* BEGIN RECORD EXTRACTS *
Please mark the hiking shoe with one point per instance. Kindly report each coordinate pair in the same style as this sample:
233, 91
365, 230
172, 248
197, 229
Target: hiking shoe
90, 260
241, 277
* END RECORD EXTRACTS *
*TASK STATEMENT*
Rewrite the items above, changing every "hiking shoe" to "trail boot" and leaving everything else as it is.

*RESPONSE TO THE EXERCISE*
Please mark the trail boot with one point per instance. Kindly report each coordinate pair in the same style as this sample:
233, 91
365, 230
172, 248
197, 229
Target: trail boot
90, 260
241, 277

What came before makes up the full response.